— start Records provided —

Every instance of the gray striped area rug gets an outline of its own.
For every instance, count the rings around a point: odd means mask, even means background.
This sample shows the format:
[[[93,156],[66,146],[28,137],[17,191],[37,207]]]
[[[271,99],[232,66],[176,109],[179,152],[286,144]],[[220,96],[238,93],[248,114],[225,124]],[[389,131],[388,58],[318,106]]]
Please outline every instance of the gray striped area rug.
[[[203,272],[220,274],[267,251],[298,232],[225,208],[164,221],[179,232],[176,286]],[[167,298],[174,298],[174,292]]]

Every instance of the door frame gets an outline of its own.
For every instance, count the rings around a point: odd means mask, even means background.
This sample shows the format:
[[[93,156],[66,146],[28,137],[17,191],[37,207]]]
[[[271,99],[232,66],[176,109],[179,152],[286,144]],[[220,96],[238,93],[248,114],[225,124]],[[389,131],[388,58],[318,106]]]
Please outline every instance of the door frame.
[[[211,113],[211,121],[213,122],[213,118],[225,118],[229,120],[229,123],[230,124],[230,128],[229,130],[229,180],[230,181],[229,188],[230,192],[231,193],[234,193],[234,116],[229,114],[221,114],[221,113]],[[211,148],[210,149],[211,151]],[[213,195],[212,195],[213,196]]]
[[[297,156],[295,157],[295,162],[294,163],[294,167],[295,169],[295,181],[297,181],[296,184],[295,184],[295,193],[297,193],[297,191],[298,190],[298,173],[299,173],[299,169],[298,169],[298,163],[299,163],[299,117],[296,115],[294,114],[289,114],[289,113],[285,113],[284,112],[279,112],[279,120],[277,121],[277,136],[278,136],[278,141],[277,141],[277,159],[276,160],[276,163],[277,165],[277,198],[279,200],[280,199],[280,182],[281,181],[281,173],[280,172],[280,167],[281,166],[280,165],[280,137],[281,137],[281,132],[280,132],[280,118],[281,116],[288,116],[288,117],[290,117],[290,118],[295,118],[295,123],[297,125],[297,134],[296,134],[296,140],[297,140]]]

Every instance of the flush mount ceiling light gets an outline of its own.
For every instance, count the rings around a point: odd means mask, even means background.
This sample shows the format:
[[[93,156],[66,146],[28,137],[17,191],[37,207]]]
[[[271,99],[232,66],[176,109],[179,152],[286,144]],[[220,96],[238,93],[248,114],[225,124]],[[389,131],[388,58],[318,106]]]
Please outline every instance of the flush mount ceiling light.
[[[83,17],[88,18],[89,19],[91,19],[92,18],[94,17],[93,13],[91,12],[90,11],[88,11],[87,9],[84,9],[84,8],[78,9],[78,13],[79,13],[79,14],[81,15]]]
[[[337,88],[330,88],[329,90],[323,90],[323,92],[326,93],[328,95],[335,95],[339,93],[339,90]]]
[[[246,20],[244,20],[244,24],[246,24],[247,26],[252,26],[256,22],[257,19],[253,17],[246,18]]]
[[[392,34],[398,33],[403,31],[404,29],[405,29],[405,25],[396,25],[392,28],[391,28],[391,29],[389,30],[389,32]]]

— end Records provided —

**Given instruction**
Can you write all of the records above out again, line for line and without a single change?

**Answer for this exercise**
Every instance of the gray striped area rug gets an outline of its own.
For every instance, count the rings around a point: odd means mask, even means background.
This sample shows the format:
[[[93,156],[66,146],[28,137],[17,191],[37,207]]]
[[[271,99],[232,66],[176,109],[179,152],[286,144]],[[220,96],[238,93],[248,114],[225,124]],[[389,131],[388,58],[318,106]]]
Please outline every instance of the gray striped area rug.
[[[203,272],[220,274],[267,251],[298,232],[225,208],[164,221],[179,232],[176,286]],[[167,298],[174,298],[174,292]]]

Every instance of the door frame gets an outline of its own.
For every instance, count the rings around a point: odd means mask, even means background.
This sample shows the format:
[[[93,156],[66,146],[28,137],[17,191],[37,207]]]
[[[271,99],[232,66],[176,109],[179,152],[286,144]],[[220,96],[238,93],[248,114],[225,124]],[[389,131],[388,58],[318,106]]]
Please outline every instance of the door frame.
[[[211,113],[211,121],[213,122],[213,118],[225,118],[229,120],[229,123],[230,124],[230,128],[229,130],[229,180],[230,181],[229,188],[230,192],[231,193],[234,193],[234,116],[229,114],[221,114],[221,113]],[[211,148],[210,149],[211,151]],[[213,195],[212,195],[213,196]]]
[[[297,156],[295,157],[295,162],[294,163],[294,167],[295,169],[295,181],[297,181],[296,184],[295,184],[295,193],[297,193],[297,191],[298,190],[298,173],[299,173],[299,169],[298,169],[298,163],[299,163],[299,117],[296,115],[294,114],[289,114],[289,113],[285,113],[284,112],[279,112],[279,120],[277,121],[277,136],[278,136],[278,141],[277,141],[277,159],[276,160],[276,163],[277,165],[277,198],[279,200],[280,199],[280,182],[281,181],[281,173],[280,172],[280,167],[281,166],[280,165],[280,137],[281,137],[281,132],[280,132],[280,118],[281,116],[288,116],[288,117],[290,117],[290,118],[295,118],[295,123],[297,125],[297,134],[296,134],[296,140],[297,140]]]

Every instance of the flush mount ceiling light gets an outline of its own.
For every instance, count the rings around a point: odd means mask, even means background.
This sample shows the format:
[[[93,156],[66,146],[28,137],[17,191],[37,207]]]
[[[271,99],[232,66],[176,109],[179,152],[286,144]],[[220,96],[238,93],[248,114],[225,124]],[[389,131],[388,58],[318,106]]]
Please outline every instance of the flush mount ceiling light.
[[[83,17],[88,18],[89,19],[91,19],[92,18],[94,17],[93,13],[91,12],[90,11],[88,11],[87,9],[84,9],[84,8],[78,9],[78,13],[79,13],[79,14],[81,15]]]
[[[337,88],[330,88],[329,90],[323,90],[323,92],[326,93],[328,95],[335,95],[339,93],[339,90]]]
[[[246,20],[244,20],[244,24],[246,24],[247,26],[252,26],[256,22],[257,19],[253,17],[246,18]]]
[[[392,34],[398,33],[403,31],[404,29],[405,29],[405,25],[396,25],[392,28],[391,28],[391,29],[389,30],[389,32]]]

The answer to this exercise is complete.